** Start of Records provided **

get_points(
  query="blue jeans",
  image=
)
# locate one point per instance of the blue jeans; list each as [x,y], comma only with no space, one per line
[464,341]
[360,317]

** End of Records provided **

What is being asked. In the lines above, change every occurrence of "blue jeans" to "denim trousers" and leave everything else as is.

Response for this exercise.
get_points(
  query="denim trousers",
  image=
)
# locate one point per instance of the denim trousers; list each as [x,y], comma only with no space, one per line
[464,341]
[360,317]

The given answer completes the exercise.